[What you will do] Convert everything below from the line containing "like x=337, y=426." down to the line containing "x=470, y=78", both included, into a Markdown table with the columns No. and Line, giving each line its own numbered row and skipping blank lines.

--- START OF Entries shown ---

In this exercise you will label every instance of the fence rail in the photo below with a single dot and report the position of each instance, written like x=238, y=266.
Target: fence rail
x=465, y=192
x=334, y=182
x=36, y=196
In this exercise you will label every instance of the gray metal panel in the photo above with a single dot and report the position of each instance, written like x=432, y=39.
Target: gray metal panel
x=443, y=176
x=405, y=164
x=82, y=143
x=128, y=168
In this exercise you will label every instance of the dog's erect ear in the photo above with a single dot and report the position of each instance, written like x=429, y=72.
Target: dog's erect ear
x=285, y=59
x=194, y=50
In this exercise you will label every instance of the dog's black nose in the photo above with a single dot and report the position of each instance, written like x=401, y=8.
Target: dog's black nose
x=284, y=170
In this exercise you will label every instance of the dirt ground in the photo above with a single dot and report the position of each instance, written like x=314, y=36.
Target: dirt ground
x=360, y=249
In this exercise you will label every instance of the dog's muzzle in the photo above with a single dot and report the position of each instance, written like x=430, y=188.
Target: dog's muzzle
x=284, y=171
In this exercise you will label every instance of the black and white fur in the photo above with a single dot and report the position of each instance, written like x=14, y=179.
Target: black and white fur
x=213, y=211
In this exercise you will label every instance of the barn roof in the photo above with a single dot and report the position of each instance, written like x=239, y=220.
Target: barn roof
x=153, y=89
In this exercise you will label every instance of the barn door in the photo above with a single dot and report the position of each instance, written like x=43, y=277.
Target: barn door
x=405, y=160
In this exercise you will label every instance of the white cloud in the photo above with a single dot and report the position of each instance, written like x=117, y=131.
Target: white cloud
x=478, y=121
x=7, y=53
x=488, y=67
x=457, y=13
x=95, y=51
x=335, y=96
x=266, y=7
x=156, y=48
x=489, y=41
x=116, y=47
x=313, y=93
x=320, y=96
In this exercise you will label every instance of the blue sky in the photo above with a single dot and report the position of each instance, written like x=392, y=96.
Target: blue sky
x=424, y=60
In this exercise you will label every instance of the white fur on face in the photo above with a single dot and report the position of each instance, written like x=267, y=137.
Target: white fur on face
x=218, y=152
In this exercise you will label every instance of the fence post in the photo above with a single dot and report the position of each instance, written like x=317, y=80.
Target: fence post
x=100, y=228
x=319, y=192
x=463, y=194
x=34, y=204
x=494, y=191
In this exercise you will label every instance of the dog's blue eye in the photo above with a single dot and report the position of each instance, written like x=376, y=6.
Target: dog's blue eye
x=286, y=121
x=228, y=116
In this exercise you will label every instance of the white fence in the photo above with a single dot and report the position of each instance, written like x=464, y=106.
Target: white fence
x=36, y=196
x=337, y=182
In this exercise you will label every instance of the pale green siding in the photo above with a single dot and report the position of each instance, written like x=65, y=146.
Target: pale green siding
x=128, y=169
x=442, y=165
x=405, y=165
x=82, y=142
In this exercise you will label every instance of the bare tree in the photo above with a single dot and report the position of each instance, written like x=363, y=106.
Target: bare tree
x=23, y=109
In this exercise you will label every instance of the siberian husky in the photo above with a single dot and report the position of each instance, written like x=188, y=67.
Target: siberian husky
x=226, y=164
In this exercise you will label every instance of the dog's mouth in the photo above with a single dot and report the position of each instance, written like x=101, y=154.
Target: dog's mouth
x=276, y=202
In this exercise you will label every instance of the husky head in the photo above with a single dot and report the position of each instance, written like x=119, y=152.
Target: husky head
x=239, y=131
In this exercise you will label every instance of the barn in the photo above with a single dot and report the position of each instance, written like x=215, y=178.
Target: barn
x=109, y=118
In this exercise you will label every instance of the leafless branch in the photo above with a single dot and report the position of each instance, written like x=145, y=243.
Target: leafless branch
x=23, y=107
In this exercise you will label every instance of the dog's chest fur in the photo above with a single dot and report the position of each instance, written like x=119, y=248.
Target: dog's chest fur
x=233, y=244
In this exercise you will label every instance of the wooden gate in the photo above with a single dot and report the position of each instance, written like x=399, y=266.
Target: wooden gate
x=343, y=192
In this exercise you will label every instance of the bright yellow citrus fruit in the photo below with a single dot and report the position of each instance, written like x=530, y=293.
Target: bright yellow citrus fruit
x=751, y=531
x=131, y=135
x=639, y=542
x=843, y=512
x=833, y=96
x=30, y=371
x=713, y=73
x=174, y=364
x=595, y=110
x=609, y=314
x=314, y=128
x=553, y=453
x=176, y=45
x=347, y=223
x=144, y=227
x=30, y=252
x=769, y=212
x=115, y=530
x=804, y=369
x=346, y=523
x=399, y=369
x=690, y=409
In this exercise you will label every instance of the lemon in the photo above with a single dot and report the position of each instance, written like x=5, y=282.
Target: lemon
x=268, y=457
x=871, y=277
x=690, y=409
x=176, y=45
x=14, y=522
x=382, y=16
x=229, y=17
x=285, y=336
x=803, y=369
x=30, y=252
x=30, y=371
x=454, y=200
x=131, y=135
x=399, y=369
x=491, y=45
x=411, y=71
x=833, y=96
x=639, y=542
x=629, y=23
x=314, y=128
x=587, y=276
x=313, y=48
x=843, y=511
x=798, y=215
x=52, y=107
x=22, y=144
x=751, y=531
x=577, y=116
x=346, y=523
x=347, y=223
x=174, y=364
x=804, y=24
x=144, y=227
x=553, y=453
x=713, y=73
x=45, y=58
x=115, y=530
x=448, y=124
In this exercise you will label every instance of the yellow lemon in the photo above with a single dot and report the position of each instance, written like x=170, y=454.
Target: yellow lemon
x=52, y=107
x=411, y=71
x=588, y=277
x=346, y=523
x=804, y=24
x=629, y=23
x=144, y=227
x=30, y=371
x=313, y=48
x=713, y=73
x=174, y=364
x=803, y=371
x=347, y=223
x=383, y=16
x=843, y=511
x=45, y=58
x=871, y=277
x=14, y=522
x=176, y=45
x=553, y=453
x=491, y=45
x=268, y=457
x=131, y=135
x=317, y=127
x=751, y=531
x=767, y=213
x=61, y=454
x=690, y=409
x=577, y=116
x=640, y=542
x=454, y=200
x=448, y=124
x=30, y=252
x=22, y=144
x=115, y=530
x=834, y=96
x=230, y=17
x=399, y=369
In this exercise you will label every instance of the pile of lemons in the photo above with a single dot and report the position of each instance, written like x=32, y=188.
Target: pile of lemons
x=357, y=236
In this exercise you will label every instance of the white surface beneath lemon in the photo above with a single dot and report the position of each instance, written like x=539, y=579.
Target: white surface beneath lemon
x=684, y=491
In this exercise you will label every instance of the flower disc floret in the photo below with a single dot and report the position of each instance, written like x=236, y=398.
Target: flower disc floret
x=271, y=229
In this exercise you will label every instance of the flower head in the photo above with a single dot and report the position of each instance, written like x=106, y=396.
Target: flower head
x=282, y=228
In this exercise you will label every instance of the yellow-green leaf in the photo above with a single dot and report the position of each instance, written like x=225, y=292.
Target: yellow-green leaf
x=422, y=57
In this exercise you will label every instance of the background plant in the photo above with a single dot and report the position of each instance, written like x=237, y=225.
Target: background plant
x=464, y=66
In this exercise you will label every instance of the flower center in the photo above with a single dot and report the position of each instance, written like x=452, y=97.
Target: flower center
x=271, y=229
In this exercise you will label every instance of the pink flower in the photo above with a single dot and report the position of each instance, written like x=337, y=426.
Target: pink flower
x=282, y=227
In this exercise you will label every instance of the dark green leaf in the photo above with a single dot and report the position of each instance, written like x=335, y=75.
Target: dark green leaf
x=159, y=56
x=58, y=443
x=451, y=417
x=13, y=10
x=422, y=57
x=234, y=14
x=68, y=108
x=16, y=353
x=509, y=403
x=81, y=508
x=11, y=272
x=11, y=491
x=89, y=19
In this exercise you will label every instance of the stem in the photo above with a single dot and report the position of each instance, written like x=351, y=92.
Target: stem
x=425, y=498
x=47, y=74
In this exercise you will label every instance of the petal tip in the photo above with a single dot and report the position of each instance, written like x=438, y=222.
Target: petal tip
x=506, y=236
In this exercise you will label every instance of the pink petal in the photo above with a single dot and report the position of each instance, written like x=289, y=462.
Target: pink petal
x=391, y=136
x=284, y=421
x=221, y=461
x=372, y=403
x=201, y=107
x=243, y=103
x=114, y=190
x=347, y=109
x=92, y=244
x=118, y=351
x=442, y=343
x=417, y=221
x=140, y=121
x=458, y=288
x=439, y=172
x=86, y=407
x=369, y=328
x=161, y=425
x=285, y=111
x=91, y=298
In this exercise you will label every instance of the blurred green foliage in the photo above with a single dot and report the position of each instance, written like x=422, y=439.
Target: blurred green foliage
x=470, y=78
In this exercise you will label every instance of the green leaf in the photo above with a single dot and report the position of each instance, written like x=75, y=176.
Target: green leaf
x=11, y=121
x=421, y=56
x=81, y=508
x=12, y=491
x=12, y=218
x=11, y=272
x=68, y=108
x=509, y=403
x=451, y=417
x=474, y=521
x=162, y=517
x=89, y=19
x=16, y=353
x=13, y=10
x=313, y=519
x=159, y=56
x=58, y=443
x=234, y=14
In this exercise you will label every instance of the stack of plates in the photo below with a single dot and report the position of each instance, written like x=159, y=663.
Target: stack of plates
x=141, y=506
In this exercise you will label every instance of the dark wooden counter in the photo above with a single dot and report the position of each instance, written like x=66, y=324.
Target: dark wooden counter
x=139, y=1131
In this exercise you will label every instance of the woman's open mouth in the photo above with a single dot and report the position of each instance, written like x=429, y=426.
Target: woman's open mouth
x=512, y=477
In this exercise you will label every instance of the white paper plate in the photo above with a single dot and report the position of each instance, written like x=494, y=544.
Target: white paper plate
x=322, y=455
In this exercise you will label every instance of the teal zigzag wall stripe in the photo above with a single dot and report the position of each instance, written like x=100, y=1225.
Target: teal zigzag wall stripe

--- END OF Entries shown ---

[Expected output]
| No. | Line |
|---|---|
| 1 | In this exercise you will label every instance of the pink flower in the photo above with a single dot and report the position of each instance, written like x=337, y=426. |
| 2 | Target: pink flower |
| 3 | x=282, y=227 |
| 4 | In this exercise you will label every instance of the dark green leaf in the photo above with a single dot and report the position of each instance, written like x=335, y=75. |
| 5 | Target: dark green leaf |
| 6 | x=159, y=56 |
| 7 | x=58, y=443 |
| 8 | x=451, y=417 |
| 9 | x=13, y=10 |
| 10 | x=422, y=57 |
| 11 | x=234, y=14 |
| 12 | x=68, y=108 |
| 13 | x=16, y=353 |
| 14 | x=509, y=403 |
| 15 | x=81, y=508 |
| 16 | x=11, y=272 |
| 17 | x=11, y=491 |
| 18 | x=89, y=19 |
| 19 | In this exercise you will label every instance of the stem in the photo above with a single dot and report the position of each instance, written like x=351, y=92. |
| 20 | Target: stem |
| 21 | x=425, y=498 |
| 22 | x=47, y=74 |
| 23 | In this exercise you will label every instance of the petal tip in the photo above with a single dot and report the position of each instance, written like x=438, y=222. |
| 24 | Target: petal tip |
| 25 | x=506, y=236 |
| 26 | In this exercise you will label every instance of the pink petal in the photo above with a single dot and report the position of each instance, written like x=289, y=462. |
| 27 | Target: pink petal |
| 28 | x=391, y=136 |
| 29 | x=284, y=421 |
| 30 | x=221, y=461 |
| 31 | x=372, y=403 |
| 32 | x=201, y=107 |
| 33 | x=243, y=103 |
| 34 | x=114, y=190 |
| 35 | x=347, y=109 |
| 36 | x=92, y=244 |
| 37 | x=118, y=351 |
| 38 | x=442, y=343 |
| 39 | x=417, y=221 |
| 40 | x=140, y=121 |
| 41 | x=458, y=288 |
| 42 | x=439, y=172 |
| 43 | x=86, y=407 |
| 44 | x=369, y=328 |
| 45 | x=161, y=425 |
| 46 | x=285, y=111 |
| 47 | x=91, y=298 |
| 48 | In this exercise you will label every instance of the blurred green foliage in the photo above with a single dot and report the position of each instance, written like x=422, y=439. |
| 49 | Target: blurred green foliage |
| 50 | x=470, y=78 |